# my seedlings are falling over



## greenfarmerfred (Oct 21, 2009)

Hey All,

First time grower here.

I have 2 white gold seedlings that are a week old. The main stem is about 
4 inches tall before the leaves start. is this the reason?

I'm growing them in a miracle gro mixture under 60w cool white flourescent 
lights. they have been going well so far but over the last few days they have started to flop over. I am giving them just a tablespoon of tap water
everyday and the light is a constant 3 inches from the leaves
..

They are in 7oz plastic cups and the roots seem to be growing healthily.

They only have 2 proper leaves and a next set are coming thru so the plant seems otherwise healthy.

I have a basic oscillating fan for venitlation and i'm maintaining a constant
temperature between 73-77f.

any ideas?

should i just use a stick to prop them up?

thanks in advance folks.


----------



## HippyInEngland (Oct 21, 2009)

Hello Greenfarmerfred 

Lack of light is causing your seedlings to stretch.

They stretch because they are trying to get more light.

You need 4X more light and you need the light closer to the seedlings.

Your soil is wrong, you need a soil with no nutrients in it.

You need to lift the seedlings out of the container and bury them deep up to the leaves, yup, bury all the stem.

You may as well go for a big pot because sooner or later they will need to be in a bigger pot anyway.

Stop messing about giving it tiny amounts of water, give it 1/4 the container size of water all in 1 go and then do not water again until the soil is dry.

http://www.marijuanapassion.com/forum/forumdisplay.php?f=24

http://www.marijuanapassion.com/forum/showthread.php?t=9396

eace:


----------



## chris1974 (Oct 21, 2009)

:yeahthat:


----------



## tcbud (Oct 21, 2009)

Got to agree with HIE, there is nothing to add to that advice.

Chris is right too.


----------



## 420benny (Oct 21, 2009)

The reasons  why HIE suggested you bury the stems up to the first leaves are: the stem will get fatter and be able to support the plant and 2) roots will come out of the newly buried stem to make the plants even stronger to start growing properly. You do need more light. That stretching is a classic result of too little light. Just another mj growing tip we all learn at some point.


----------



## greenfarmerfred (Oct 22, 2009)

thanks everyone for your advice.

i'll do all the things you say.

just wanted to follow up on a few things..

i know you said that i need a soil with no nutrients but i was trying to 
follow the advice of using the same soil for the seedlings as in the rest of the grow to avoid "shocking" the plants?..

secondly, i still get a bit confused by the wattage ratings for these CFL
energy saving bulbs. if it says it replaces 60w what does that mean?

you say i need 4x the light, should that be 4x 60w bulbs or will i need even more?

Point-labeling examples
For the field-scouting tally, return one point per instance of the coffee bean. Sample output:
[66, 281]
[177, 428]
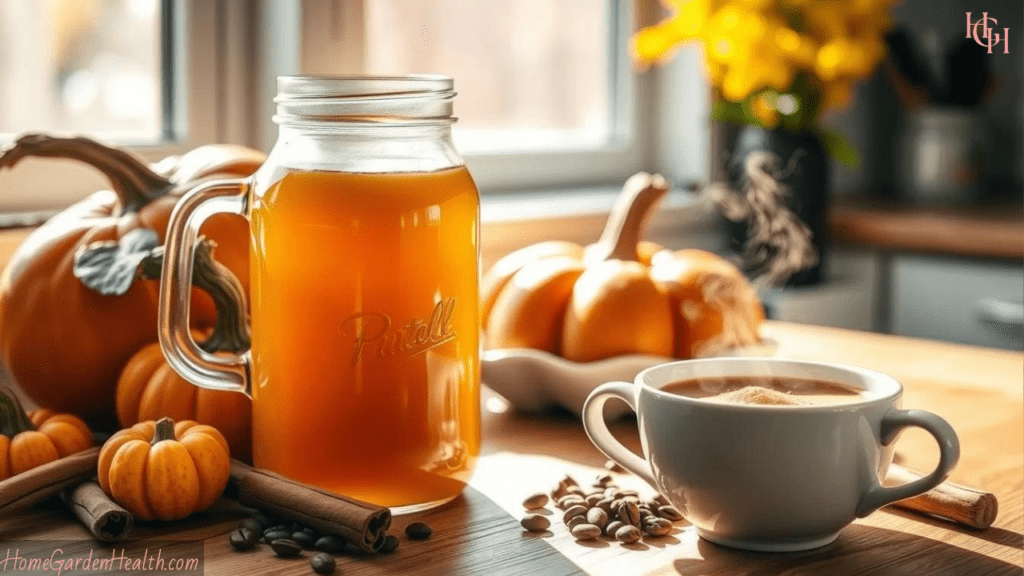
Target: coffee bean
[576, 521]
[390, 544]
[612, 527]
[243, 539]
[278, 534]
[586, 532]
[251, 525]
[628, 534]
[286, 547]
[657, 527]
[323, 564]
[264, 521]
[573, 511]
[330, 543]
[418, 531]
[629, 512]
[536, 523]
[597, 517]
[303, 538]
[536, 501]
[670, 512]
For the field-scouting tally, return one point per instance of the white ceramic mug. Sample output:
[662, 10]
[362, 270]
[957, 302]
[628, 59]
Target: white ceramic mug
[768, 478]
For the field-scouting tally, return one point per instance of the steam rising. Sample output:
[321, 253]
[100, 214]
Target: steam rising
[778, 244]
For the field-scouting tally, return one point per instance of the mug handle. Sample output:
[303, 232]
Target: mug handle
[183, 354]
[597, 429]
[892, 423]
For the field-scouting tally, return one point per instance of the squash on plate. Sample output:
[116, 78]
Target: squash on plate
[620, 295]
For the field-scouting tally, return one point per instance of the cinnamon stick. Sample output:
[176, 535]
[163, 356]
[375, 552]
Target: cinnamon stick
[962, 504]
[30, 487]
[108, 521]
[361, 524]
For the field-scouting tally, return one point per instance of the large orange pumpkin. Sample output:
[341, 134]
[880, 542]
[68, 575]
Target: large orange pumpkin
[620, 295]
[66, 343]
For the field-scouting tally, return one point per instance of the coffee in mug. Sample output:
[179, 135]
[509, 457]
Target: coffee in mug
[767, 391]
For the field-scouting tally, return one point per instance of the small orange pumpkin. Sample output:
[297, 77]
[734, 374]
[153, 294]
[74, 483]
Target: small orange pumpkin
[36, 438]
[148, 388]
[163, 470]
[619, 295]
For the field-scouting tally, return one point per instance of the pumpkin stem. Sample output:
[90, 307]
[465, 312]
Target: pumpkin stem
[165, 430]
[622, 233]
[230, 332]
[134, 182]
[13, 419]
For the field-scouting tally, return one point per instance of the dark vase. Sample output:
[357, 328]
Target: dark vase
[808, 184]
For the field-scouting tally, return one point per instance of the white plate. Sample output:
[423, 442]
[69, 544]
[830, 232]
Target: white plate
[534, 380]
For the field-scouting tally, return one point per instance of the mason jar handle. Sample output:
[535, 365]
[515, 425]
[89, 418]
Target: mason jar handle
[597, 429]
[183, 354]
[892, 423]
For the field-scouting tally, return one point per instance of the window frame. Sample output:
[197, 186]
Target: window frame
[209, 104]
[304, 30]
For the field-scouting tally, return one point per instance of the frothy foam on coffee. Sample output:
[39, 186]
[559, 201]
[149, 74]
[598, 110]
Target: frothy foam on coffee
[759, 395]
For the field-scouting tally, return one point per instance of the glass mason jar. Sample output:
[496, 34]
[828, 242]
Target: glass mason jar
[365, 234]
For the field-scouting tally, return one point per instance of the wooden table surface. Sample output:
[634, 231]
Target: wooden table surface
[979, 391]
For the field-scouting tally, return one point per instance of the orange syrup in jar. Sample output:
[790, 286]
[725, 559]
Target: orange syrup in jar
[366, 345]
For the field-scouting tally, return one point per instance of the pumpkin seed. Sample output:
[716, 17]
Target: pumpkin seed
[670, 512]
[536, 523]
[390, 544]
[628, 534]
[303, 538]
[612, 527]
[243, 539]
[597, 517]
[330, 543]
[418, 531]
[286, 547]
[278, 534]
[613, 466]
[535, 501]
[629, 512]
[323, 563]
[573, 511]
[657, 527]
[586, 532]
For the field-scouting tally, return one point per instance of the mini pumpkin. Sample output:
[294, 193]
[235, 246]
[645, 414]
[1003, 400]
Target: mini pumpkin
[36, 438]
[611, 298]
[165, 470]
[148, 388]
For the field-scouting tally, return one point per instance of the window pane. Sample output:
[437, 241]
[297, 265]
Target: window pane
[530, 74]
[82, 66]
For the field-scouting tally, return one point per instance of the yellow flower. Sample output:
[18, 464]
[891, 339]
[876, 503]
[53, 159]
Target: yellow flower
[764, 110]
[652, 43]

- [Jobs]:
[a] Return every line of the rows that contains the string "handle", treating uppercase and lowercase as different.
[b] Write the next part of the forum thread about drooping seedlings, picking up where it stops.
The forum thread and the rows are unrelated material.

- [Results]:
[a]
For the field-scouting tally, return one point per instance of the mug handle. Sample output:
Target: mug handle
For the field-scouting tally, return one point per instance of the mason jar handle. Sample output:
Target: mason jar handle

[b]
thanks GFF


----------



## tcbud (Oct 22, 2009)

Im not good on light,

but for the soil..........he means go with something *withOUT* time release nutes like the MiracleGrow soil.  A good potting soil should do you fine.  I like the Ocean Forest from Fox Farms (better for older plants I have found) or their Potting Soil mix (excellent for seedlings).  The soil should be enough food for the seedlings for about four weeks (gallon pots should be good for size, big enough to bury the stem nicely.  Then you start feeding them about a quarter strength nutes.  Adding more slowly.  Adding a *slow* fan on your plants also makes for a strong stem.  The fan will also keep the heat down with the lights so close.
Good luck to you.  Someone will come along and answer bout the lights, I am sure.


----------



## greenfarmerfred (Oct 27, 2009)

Hey thanks TC bud.

I buried the plants and upped the lights to 2x 100w CFLs
and kept them 1-2 inches from the plants.

the plants have responded very well and new leaf growth 
has increased tremendously. I just have one concern though.
the plants haven't grown height-wise in the past 4-5 days.
loads of new foliage, but no height. 

is this normal? are the lights now too close? the plants seem
very healthy otherwise...


----------



## SkunkPatronus (Nov 5, 2009)

greenfarmerfred said:
			
		

> Hey thanks TC bud.
> 
> I buried the plants and upped the lights to 2x 100w CFLs
> and kept them 1-2 inches from the plants.
> ...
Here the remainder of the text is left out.